# SHORT PROBLEM 1
Please summarize the issue about the sha1 crate's speed in two sentences.

>> begin TEXT

Much slower than sha1sum
glandium opened this issue · 7 comments
Measuring the speed difference between the sha1 crate and the system sha1sum executable is striking. While the latter performs at more than 500MB/s on my machine, the sha1 crate does less than half that.
With all the claims that rust can compile fast code, I think it's worth investigating why it doesn't do better.
Here is a small testcase I came up with:
extern crate sha1;
extern crate ring;
use std::io::{Read, Write};
use std::time::{Instant, Duration};
use std::process::{Command, Stdio};
fn time<F, FMT>(desc: &str, f: F, fmt: FMT) where F: Fn(), FMT: Fn(Duration) -> String {
let start = Instant::now();
f();
let duration = Instant::now() - start;
println!("{}: {}", desc, fmt(duration));
}
fn main() {
let mut out = Vec::<u8>::new();
std::io::stdin().read_to_end(&mut out).unwrap();
let throughput = |duration: Duration| {
let s = duration.as_secs() as f64;
let ns = duration.subsec_nanos() as f64 / 1000000000.0;
format!("{:.2} MB/s", out.len() as f64 / (s + ns) / 1000000.0)
};
time("sha1sum program", || {
let mut child = Command::new("sha1sum")
.stdin(Stdio::piped())
.spawn().unwrap();
if let Some(ref mut stdin) = child.stdin {
stdin.write(&out).unwrap();
}
child.wait().unwrap();
}, &throughput);
time("sha1 crate", || {
let mut sha1 = sha1::Sha1::new();
sha1.update(&out);
println!("{}", sha1.digest());
}, &throughput);
time("ring crate", || {
let digest = ring::digest::digest(&ring::digest::SHA1, &out);
println!("{:?}", digest);
}, &throughput);
}
Create a binary crate with sha1 and ring dependencies (I added ring for a comparison), and run:
$ cargo run --release < some_big_file
f2138526fd32840e8e097f4e56ef923e4414c504 -
sha1sum program: 515.96 MB/s
f2138526fd32840e8e097f4e56ef923e4414c504
sha1 crate: 228.63 MB/s
SHA-1:f2138526fd32840e8e097f4e56ef923e4414c504
ring crate: 276.03 MB/s
(Note that ring is better, but not that much better)

>> end TEXT
>> begin LISTED RECORDS

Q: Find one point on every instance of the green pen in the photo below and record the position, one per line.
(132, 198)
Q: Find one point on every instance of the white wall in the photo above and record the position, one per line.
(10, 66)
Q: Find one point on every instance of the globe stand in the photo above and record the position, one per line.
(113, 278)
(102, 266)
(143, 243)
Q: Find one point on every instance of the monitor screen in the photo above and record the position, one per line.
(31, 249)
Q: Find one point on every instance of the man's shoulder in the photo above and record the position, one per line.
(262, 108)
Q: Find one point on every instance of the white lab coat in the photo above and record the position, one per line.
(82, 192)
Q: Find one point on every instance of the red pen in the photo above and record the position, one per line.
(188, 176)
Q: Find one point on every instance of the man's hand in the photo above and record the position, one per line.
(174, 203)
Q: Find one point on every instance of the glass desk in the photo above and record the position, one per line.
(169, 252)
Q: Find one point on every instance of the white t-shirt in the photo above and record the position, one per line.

>> end LISTED RECORDS
>> begin LISTED RECORDS

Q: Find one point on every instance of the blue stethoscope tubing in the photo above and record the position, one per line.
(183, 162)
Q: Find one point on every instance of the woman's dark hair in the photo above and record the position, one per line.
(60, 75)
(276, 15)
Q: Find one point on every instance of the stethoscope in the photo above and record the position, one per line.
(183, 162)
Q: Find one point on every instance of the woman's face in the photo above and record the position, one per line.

>> end LISTED RECORDS

# SHORT PROBLEM 2
Reproduce everything in the records from the line containing "Q: Find one point on every instance of the stethoscope" down to the line containing "Q: Find one point on every instance of the woman's face", both lines included.

# EXERCISE ANSWER 1
The sha1 crate hashes at less than half the speed of the system sha1sum executable, which runs at more than 500MB/s on the author's machine, and the author thinks the reason is worth investigating. A test case times sha1sum, the sha1 crate and the ring crate on the same input and measures 515.96, 228.63 and 276.03 MB/s, so ring is better than the sha1 crate but not much better.

# EXERCISE ANSWER 2
Q: Find one point on every instance of the stethoscope in the photo above and record the position, one per line.
(183, 162)
Q: Find one point on every instance of the woman's face in the photo above and record the position, one per line.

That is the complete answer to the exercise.